◆ **DOCUMENT EXTRACT**:

▼

AAA: Can I Diffuse Essential Oils in the Classroom?
We’ve noticed a controversial topic brewing in the essential oil world for some time now: using essential oils in the classroom. A breeding ground for germs and viruses, a place where concentration is paramount and a generator of stress, the classroom seems like the perfect place to integrate supportive essential oils. We sincerely appreciate teachers that want their students to succeed academically while also caring for their wellbeing in a natural way. But when it comes to a classroom filled with students who have individual medical needs and preferences, a lot of factors must be assessed to ensure safe classroom diffusion. Let’s look at some of those factors.
Before prescribing medication, a good doctor does a thorough intake of each patient’s health, current medications, medical history, pre-existing conditions, etc. All of these are factors that may be contraindicated for any potential medications your doctor wishes to prescribe. Likewise, these factors should be considered before using essential oils, as they are not suitable for everyone.

▲

◆ **ASSIGNED TASK 1**: Rewrite the paragraph of the essential oils article that begins "Before prescribing medication" as a shorter version that keeps its main facts.
◆ **ASSIGNED TASK 2**: What three descriptions of the classroom does the essential oils article give?
◆ **ASSIGNED TASK 3**: Print the essential oils article text between "Before prescribing medication, a" and "suitable for everyone.", inclusive.
The entries after this point are separate from the essential oils article.

◆ **RECORDS SUPPLIED**:
▼

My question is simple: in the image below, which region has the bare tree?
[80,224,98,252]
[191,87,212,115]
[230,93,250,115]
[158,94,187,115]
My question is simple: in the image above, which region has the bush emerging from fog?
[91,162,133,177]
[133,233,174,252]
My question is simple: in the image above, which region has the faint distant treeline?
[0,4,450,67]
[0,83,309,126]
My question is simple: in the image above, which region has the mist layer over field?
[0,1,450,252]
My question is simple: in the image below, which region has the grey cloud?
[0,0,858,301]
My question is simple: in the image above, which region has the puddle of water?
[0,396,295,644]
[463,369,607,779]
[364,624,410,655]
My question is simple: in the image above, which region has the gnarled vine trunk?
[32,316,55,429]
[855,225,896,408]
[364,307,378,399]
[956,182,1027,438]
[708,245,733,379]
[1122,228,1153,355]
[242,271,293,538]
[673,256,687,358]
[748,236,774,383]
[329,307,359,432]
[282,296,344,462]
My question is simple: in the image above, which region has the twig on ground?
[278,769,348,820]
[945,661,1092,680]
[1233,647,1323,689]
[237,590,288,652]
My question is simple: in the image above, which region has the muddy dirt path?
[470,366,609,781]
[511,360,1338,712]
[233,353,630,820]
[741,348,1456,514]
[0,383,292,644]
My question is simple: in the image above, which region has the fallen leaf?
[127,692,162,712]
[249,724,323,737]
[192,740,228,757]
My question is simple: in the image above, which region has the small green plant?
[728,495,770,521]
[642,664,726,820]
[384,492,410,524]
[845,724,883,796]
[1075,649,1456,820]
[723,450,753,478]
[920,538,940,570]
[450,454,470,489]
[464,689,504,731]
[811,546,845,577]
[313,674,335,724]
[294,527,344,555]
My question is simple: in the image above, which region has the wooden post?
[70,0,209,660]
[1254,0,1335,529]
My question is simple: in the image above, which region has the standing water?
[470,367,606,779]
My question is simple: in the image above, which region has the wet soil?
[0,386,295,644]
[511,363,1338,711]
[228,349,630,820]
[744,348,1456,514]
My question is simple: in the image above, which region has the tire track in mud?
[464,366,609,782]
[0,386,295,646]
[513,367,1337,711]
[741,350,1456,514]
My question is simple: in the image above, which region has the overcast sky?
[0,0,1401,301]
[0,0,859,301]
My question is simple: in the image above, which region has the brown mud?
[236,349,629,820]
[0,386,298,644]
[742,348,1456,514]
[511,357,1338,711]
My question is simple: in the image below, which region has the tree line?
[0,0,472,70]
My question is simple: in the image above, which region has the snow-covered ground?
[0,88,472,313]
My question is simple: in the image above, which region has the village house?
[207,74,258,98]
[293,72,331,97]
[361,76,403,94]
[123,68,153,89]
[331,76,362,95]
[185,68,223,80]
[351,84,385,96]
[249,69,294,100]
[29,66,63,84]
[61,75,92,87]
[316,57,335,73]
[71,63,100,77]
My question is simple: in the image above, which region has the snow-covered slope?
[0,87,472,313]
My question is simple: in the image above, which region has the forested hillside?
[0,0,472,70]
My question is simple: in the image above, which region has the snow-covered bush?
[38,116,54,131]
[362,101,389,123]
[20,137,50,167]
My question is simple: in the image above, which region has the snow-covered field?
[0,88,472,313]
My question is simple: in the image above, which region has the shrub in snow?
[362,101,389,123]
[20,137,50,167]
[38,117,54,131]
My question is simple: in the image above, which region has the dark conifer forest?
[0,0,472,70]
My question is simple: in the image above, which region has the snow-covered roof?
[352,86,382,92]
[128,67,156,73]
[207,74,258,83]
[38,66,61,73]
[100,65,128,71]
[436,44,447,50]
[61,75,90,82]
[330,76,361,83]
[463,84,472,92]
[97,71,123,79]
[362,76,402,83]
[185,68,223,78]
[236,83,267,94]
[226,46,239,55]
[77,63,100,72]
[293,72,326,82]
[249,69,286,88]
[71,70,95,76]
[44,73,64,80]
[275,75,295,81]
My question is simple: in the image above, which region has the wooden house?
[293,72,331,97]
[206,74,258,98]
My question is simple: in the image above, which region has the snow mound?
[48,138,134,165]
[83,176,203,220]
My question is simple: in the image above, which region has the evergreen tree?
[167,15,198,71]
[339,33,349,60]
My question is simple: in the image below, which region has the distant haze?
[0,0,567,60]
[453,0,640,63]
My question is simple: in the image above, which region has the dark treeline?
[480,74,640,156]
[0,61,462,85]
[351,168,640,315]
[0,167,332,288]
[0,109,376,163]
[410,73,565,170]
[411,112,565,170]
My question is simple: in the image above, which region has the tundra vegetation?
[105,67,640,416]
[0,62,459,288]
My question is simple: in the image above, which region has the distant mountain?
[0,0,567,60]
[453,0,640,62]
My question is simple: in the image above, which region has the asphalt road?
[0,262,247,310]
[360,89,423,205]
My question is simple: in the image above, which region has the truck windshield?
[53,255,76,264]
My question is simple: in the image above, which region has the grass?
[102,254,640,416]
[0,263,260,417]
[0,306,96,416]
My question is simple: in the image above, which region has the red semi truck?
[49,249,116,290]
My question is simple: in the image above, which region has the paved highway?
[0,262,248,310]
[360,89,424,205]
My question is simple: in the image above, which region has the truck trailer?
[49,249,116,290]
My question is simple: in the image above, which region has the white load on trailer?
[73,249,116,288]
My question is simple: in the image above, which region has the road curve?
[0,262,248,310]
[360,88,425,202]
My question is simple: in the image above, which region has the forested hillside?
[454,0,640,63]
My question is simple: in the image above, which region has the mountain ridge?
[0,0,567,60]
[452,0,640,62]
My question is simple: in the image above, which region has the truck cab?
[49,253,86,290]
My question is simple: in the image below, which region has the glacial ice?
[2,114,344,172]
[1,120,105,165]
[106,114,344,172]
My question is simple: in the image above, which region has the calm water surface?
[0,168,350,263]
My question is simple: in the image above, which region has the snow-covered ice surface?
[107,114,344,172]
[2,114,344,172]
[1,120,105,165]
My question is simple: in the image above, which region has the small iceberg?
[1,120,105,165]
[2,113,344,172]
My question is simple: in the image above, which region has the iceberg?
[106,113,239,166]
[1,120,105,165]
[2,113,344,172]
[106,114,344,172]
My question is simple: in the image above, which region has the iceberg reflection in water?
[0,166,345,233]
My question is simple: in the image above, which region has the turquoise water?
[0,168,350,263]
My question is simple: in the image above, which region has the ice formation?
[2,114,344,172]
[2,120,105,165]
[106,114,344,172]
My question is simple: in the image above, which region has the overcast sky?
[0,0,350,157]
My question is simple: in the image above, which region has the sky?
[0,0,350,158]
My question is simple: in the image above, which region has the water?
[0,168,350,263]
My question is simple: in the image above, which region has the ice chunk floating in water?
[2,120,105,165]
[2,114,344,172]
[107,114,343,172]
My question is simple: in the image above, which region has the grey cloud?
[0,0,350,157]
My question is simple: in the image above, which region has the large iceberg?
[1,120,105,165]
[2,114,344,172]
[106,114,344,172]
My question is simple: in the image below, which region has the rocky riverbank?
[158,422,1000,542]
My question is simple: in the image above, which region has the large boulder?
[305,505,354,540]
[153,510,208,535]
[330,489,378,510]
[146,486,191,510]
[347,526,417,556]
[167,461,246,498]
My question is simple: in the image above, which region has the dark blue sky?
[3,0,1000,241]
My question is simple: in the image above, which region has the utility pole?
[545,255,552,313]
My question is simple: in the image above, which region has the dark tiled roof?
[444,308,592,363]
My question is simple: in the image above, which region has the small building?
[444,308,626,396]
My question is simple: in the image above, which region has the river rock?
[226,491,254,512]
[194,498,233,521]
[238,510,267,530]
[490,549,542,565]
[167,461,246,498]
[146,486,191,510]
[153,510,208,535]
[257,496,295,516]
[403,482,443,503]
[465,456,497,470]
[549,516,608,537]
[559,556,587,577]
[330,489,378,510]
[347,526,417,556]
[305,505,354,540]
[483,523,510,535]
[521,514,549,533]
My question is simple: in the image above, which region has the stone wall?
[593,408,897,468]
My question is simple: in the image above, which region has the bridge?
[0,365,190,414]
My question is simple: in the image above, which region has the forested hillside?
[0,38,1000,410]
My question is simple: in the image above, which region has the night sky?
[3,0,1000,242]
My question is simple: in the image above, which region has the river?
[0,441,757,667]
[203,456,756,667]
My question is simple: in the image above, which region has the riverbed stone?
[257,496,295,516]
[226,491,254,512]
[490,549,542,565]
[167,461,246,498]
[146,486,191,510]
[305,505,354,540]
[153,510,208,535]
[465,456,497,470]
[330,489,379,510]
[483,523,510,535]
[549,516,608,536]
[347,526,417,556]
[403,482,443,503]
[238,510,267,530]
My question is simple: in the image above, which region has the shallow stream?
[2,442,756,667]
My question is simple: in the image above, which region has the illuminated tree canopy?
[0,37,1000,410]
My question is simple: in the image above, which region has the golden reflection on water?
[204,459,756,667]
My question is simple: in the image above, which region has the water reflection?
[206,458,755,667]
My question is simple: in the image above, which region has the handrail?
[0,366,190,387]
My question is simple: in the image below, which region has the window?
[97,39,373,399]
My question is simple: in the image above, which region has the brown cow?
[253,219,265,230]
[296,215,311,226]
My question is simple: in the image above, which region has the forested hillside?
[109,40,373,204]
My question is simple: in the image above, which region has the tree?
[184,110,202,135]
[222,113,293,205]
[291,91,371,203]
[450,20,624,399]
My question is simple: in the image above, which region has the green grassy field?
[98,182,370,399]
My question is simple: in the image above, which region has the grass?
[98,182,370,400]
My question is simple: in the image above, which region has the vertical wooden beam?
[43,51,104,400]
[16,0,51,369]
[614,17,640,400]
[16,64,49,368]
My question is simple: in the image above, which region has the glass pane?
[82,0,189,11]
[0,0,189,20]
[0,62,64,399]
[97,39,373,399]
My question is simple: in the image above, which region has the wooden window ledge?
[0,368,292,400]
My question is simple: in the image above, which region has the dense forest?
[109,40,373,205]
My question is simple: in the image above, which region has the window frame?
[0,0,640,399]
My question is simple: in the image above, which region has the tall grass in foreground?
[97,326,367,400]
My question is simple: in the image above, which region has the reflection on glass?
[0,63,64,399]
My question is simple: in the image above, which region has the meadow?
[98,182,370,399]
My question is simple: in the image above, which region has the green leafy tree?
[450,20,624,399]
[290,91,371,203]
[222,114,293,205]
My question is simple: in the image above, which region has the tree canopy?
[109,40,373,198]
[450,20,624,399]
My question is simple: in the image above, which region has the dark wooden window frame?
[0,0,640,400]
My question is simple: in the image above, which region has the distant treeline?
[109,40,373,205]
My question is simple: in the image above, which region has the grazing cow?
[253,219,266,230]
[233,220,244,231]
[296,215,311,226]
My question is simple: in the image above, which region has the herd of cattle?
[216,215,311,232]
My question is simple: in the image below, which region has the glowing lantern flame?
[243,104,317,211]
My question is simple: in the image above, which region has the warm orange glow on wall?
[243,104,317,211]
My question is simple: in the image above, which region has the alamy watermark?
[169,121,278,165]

▲

◆ **WORKED SOLUTION 1**: Before prescribing, a good doctor reviews each patient's health, current medications, medical history and pre-existing conditions, because any of these may rule out a medication. The same factors should be weighed before using essential oils, which are not suitable for everyone.

◆ **WORKED SOLUTION 2**: A breeding ground for germs and viruses, a place where concentration is paramount, and a generator of stress.

◆ **WORKED SOLUTION 3**:
Before prescribing medication, a good doctor does a thorough intake of each patient’s health, current medications, medical history, pre-existing conditions, etc. All of these are factors that may be contraindicated for any potential medications your doctor wishes to prescribe. Likewise, these factors should be considered before using essential oils, as they are not suitable for everyone.